Trecho do documento:
BRASILEIRO PERCORRE CIDADE DESTRUÍDA QUE SE LIBERTOU DO ESTADO ISLÂMICO.


Fotógrafo Gabriel Chaim arriscou a própria segurança para descobrir como a vida continua nas áreas devastadas após conflitos no Oriente Médio.

Fonte:Fantástico
Estamos entrando em uma cidade - ou para ser mais preciso, no que restou dessa cidade. Ela se chama Kobane. Ela foi arrasada. O lugar é hoje apenas uma lembrança do que já foi um dia: edifícios destruídos, quase ninguém nas ruas.
Kobane é também uma cidade proibida. As milícias que controlam a região não permitem a entrada de jornalistas, mas um fotógrafo brasileiro conseguiu furar esse bloqueio.
“Eu tô percorrendo agora uma das áreas mais devastadas de toda Kobane, a destruição aqui é impressionante. É difícil acreditar que nesse local antigamente existia uma cidade”, diz Gabriel Chaim.
Gabriel Chaim arriscou a própria segurança para descobrir como a vida continua depois dos conflitos que nós apenas acompanhamos, muito de longe, pelos noticiários. Ele viu muito de perto. Imagens e histórias que não vamos esquecer.

Kobane fica na fronteira entre a Síria e a Turquia. No ano passado, tinha cerca de 350 mil habitantes. Hoje ninguém sabe ao certo quantos ainda insistem em ficar por lá, mas são poucos. Talvez 50 mil.
Esse foi o preço pago pelo povo que conseguiu expulsar os extremistas do Estado Islâmico, o grupo fanático religioso que se especializou em prender, torturar e degolar pessoas. Terroristas que já ocuparam várias cidades na região e fazem questão de exibir pela internet as atrocidades que praticam.
Depois de quatro meses de conflitos, andar por lá é enfrentar um campo minado.
Gabriel está acompanhando um esquadrão anti-bombas. É um trabalho arriscadíssimo. Eles buscam explosivos em casas abandonadas. Reviram tudo. Em uma casa havia um debaixo do cobertor. Uma geladeira também pode ser um esconderijo. O grupo encontra um carro. Ele estava cheio de botijões de gás usados em bombas caseiras.

Linhas do material:
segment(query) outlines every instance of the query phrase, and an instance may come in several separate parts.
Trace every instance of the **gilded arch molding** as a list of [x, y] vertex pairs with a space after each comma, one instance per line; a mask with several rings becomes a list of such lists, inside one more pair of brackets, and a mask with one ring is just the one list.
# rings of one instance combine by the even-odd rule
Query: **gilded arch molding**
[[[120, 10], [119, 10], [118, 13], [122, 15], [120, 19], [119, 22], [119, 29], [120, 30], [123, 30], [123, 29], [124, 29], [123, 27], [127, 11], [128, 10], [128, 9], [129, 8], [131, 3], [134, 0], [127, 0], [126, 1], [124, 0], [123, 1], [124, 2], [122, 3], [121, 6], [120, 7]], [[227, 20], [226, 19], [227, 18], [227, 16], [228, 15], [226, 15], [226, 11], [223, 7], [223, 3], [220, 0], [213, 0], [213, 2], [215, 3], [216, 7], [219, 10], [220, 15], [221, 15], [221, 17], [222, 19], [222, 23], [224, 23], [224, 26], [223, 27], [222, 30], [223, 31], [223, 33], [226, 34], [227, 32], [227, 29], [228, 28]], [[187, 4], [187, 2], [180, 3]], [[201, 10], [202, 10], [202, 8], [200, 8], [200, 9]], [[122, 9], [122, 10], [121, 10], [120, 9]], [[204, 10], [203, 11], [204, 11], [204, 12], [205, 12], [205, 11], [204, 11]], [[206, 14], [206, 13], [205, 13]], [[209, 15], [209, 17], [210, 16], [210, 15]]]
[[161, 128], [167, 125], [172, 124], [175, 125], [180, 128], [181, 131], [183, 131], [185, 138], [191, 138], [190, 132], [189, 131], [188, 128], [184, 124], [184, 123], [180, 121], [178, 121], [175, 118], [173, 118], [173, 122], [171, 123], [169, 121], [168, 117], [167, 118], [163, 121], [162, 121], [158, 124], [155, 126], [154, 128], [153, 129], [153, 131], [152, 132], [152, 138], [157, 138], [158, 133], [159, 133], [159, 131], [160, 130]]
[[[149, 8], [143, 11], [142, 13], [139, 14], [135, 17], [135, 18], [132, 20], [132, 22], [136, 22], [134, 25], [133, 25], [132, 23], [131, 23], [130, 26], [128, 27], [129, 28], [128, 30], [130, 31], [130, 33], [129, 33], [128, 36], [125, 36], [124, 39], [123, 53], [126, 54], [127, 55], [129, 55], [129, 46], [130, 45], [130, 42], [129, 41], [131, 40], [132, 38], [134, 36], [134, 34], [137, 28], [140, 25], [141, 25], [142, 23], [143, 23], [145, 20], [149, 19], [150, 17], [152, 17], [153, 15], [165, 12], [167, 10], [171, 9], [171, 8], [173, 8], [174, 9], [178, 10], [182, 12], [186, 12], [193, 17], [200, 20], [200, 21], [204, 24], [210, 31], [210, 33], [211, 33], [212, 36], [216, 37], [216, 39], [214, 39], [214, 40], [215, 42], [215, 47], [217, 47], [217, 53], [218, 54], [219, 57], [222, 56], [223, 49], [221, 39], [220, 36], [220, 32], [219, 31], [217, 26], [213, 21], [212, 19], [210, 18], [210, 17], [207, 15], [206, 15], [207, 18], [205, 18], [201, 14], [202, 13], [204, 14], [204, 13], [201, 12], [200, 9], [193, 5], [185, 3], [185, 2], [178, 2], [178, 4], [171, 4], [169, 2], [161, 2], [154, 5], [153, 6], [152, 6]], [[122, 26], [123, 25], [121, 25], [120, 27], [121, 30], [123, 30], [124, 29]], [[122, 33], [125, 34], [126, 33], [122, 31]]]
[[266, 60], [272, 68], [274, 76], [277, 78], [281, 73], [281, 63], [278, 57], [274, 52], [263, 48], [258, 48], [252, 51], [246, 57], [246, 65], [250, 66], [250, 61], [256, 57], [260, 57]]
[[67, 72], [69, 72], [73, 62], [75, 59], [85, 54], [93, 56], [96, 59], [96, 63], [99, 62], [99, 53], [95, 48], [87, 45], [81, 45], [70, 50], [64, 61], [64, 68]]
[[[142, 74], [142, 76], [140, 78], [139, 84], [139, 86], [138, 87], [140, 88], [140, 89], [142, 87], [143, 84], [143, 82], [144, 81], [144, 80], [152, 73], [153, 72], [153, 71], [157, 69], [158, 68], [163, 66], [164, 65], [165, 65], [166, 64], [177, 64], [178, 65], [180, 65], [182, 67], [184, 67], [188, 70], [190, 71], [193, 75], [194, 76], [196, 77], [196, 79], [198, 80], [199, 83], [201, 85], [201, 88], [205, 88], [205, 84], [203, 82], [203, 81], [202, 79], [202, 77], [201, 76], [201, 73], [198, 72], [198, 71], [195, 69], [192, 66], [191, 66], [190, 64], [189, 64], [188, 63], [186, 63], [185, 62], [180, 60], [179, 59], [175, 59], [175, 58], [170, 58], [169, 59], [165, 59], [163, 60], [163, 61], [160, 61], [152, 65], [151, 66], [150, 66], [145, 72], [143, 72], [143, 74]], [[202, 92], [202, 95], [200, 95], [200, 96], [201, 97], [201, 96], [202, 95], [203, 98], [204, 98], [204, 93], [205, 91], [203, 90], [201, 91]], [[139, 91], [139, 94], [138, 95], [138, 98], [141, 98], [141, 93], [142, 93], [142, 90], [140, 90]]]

Exercícios:
[1] Responda, com base na reportagem sobre Kobane:
(a) Entre quais países fica Kobane?
(b) Quantos habitantes a cidade tinha no ano passado, aproximadamente?
(c) O que havia dentro do carro encontrado pelo grupo?
[2] Transcreva fielmente da reportagem sobre Kobane tudo o que vai de "Fonte:Fantástico" até "ninguém nas ruas.".
[3] Liste todos os nomes de lugares (cidades, países ou regiões) que aparecem na reportagem sobre Kobane.

Respostas por exercício:
[1]
(a) Entre a Síria e a Turquia.
(b) Cerca de 350 mil.
(c) Botijões de gás usados em bombas caseiras.

[2]
Fonte:Fantástico
Estamos entrando em uma cidade - ou para ser mais preciso, no que restou dessa cidade. Ela se chama Kobane. Ela foi arrasada. O lugar é hoje apenas uma lembrança do que já foi um dia: edifícios destruídos, quase ninguém nas ruas.

[3] Kobane, Síria, Turquia, Oriente Médio